◆ Written task:
Rewrite everything from the line containing "For each instance of the background" down to the end of the records, putting "MUST" wherever "SHOULD" appears and leaving all else unchanged. Leave the pictures out of your answer.

Point labeling lines:
+++
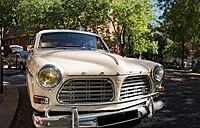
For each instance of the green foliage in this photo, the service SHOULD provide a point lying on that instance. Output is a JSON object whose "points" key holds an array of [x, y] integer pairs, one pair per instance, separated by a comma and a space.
{"points": [[6, 13], [85, 14], [132, 18], [34, 15], [181, 21]]}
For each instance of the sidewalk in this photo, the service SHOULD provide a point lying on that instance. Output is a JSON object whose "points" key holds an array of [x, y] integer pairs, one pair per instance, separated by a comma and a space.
{"points": [[8, 105]]}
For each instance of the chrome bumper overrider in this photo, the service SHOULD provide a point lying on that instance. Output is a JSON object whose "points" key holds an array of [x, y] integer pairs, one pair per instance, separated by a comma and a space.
{"points": [[76, 120]]}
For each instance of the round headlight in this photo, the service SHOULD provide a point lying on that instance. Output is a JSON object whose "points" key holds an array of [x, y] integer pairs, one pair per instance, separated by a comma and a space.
{"points": [[49, 76], [158, 73]]}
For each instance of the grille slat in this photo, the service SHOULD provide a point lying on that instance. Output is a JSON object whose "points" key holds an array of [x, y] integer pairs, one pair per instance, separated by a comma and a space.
{"points": [[135, 86], [81, 91]]}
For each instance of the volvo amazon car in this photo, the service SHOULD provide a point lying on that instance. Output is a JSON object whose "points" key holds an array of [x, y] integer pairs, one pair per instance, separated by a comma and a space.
{"points": [[75, 81]]}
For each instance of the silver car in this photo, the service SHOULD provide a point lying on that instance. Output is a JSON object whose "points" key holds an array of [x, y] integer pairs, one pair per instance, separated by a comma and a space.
{"points": [[74, 81]]}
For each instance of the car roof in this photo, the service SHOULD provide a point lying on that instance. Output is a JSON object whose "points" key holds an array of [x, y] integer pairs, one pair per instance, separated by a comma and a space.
{"points": [[64, 30]]}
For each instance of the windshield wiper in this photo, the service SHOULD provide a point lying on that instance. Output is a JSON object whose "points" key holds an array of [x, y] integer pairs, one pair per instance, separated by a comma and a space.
{"points": [[86, 48]]}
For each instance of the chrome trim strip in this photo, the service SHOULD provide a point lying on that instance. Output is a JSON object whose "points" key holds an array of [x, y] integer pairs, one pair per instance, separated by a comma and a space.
{"points": [[115, 59], [110, 103]]}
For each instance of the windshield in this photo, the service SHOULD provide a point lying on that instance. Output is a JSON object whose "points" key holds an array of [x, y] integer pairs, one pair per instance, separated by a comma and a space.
{"points": [[70, 40]]}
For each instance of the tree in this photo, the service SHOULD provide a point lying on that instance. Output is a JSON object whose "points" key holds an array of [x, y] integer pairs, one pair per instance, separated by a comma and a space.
{"points": [[88, 14], [6, 15], [130, 19], [181, 22], [34, 15]]}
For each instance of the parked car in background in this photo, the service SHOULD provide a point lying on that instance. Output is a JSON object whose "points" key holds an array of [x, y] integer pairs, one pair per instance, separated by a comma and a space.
{"points": [[75, 81], [16, 48], [18, 59]]}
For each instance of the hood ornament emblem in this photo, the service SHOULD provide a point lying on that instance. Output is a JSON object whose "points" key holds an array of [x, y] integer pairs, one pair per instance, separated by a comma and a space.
{"points": [[83, 73], [101, 73]]}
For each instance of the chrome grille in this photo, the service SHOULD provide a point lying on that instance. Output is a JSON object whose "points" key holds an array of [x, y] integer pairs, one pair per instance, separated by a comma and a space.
{"points": [[135, 86], [86, 91]]}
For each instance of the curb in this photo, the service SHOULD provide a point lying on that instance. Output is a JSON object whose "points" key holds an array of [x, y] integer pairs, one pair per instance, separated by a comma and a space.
{"points": [[9, 107]]}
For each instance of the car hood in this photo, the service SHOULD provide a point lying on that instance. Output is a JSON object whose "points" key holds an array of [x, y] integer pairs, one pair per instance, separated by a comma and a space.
{"points": [[91, 62]]}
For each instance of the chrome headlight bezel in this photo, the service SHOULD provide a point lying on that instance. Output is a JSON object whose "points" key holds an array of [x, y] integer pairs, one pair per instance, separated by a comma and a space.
{"points": [[50, 68], [158, 73]]}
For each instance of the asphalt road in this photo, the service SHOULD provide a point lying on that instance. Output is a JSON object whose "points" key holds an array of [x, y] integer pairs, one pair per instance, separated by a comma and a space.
{"points": [[181, 96]]}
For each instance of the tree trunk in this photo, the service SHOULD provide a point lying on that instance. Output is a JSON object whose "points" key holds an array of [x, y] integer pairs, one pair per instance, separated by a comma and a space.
{"points": [[183, 49]]}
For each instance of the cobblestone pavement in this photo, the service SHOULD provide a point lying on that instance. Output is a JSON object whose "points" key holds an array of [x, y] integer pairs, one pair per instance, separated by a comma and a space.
{"points": [[181, 96]]}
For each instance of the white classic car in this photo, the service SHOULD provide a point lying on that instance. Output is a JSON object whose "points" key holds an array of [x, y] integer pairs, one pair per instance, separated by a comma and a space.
{"points": [[74, 81]]}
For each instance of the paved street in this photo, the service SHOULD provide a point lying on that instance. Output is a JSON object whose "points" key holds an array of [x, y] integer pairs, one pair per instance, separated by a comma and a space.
{"points": [[181, 96]]}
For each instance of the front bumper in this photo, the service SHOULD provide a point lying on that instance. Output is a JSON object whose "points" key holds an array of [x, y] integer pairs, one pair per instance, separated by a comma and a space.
{"points": [[97, 119]]}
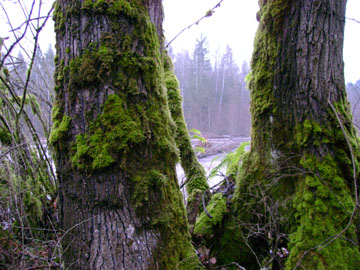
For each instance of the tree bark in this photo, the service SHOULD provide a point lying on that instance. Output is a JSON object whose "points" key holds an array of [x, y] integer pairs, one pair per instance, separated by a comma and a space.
{"points": [[120, 203], [196, 182], [297, 186]]}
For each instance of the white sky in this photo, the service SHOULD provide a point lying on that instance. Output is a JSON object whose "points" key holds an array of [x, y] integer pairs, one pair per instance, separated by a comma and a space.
{"points": [[233, 23]]}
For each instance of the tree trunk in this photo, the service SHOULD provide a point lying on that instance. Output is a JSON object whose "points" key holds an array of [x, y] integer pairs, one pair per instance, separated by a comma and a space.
{"points": [[297, 188], [120, 204], [196, 182]]}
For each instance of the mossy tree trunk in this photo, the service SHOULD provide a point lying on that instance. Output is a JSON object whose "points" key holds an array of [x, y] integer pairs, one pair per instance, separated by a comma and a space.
{"points": [[114, 139], [296, 190], [196, 182]]}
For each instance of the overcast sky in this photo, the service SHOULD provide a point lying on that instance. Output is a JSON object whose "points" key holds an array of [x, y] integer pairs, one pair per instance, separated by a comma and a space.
{"points": [[233, 23]]}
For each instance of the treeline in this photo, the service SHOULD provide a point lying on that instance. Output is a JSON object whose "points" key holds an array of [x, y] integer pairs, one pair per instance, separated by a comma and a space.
{"points": [[215, 98]]}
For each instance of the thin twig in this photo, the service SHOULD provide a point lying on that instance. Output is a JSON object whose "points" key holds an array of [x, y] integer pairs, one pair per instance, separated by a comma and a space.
{"points": [[204, 205], [209, 13]]}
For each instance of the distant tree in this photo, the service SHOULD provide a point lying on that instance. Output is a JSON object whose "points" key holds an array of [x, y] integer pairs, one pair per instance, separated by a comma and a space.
{"points": [[353, 91]]}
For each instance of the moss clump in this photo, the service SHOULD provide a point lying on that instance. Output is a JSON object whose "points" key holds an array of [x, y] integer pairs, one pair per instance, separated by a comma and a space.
{"points": [[59, 129], [323, 204], [194, 172], [143, 182], [111, 134], [204, 226]]}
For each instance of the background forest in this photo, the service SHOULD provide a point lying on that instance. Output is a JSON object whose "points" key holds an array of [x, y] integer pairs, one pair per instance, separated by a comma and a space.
{"points": [[215, 99]]}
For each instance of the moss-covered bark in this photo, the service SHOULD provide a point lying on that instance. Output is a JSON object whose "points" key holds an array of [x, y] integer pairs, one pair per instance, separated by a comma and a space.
{"points": [[296, 188], [114, 139], [196, 182]]}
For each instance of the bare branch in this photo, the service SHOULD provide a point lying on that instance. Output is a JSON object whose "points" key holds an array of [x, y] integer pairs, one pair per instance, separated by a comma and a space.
{"points": [[209, 13]]}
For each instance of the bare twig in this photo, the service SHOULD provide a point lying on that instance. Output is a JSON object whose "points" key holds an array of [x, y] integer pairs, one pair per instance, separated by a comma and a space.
{"points": [[209, 13], [204, 205]]}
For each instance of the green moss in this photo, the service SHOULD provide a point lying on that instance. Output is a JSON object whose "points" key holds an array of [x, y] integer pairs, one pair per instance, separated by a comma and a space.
{"points": [[59, 129], [194, 172], [133, 131], [143, 182], [205, 225], [322, 215], [112, 133]]}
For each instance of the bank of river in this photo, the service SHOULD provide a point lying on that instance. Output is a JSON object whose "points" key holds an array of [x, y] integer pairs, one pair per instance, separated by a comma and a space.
{"points": [[215, 150]]}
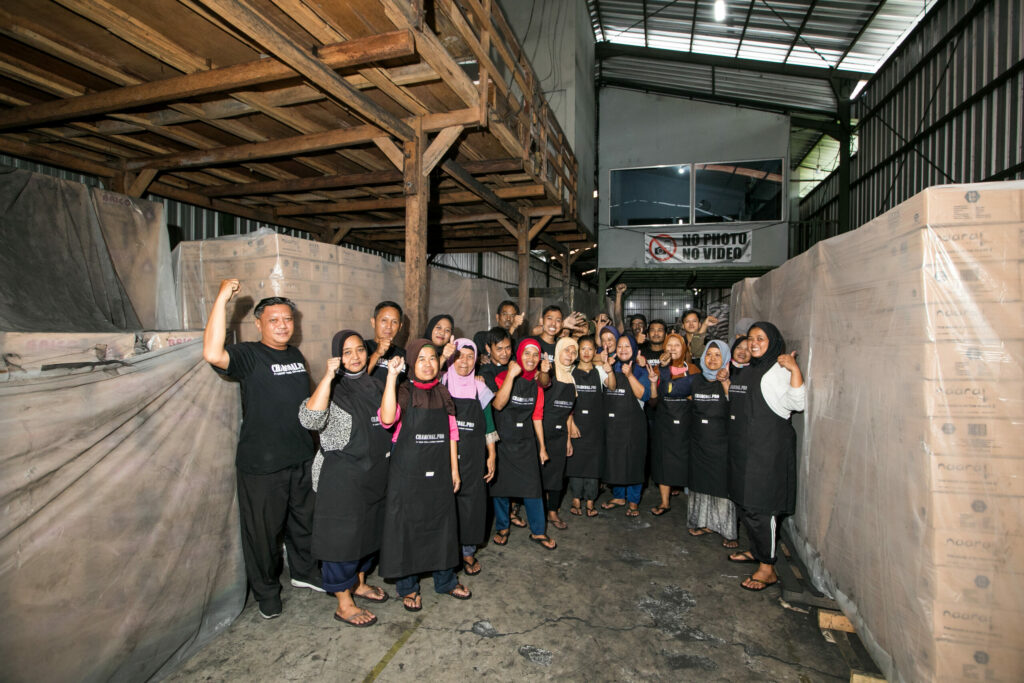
+++
◆ The answer:
For each instance of the background forest in this photo, the service MUST provide a point lying on that instance. Output is a JSON object whose "points" key holds an array of [x, y] integer pairs, one pair per instance, separated by a comma and a space.
{"points": [[215, 99]]}
For each instance of the moss-covered bark in this photo, the service MUST provide a point lying on that instance. Output is a JSON object whose "points" key holds an array of [x, y] integer pairs, one pair per instance, separated by a comma and a space.
{"points": [[296, 188], [114, 139], [196, 182]]}
For each instance of the bare branch in this photo, the service MUST provide a point lying on that instance. Output is a JSON object whose "points" key holds an array of [x, y] integer pairs, one pair per instance, separated by a comma and a space.
{"points": [[209, 13]]}
For each instance of the bare twig in this photo, the service MUST provide a point lying on that instance. Output is a JSON object whose "points" key holds an array of [x, y] integer pairs, one pair per instance, separated by a comma and a space.
{"points": [[209, 13], [204, 205]]}
For each instance of the green moss in this photo, the service MUST provide a point lying on that instance. Output is a JSON object whose "points" key holds an array of [x, y] integer pairs, one pair per instance, separated by a comma and a space.
{"points": [[59, 129], [194, 172], [133, 131], [143, 182], [205, 225], [322, 215], [112, 133]]}
For each instance of the bank of river in this photo, the service MUST provide a point lying on that instance. Output is a JSON object whose "points" key holds an array of [x, y] integer pairs, one pair per instance, separated by a comma and a space.
{"points": [[215, 150]]}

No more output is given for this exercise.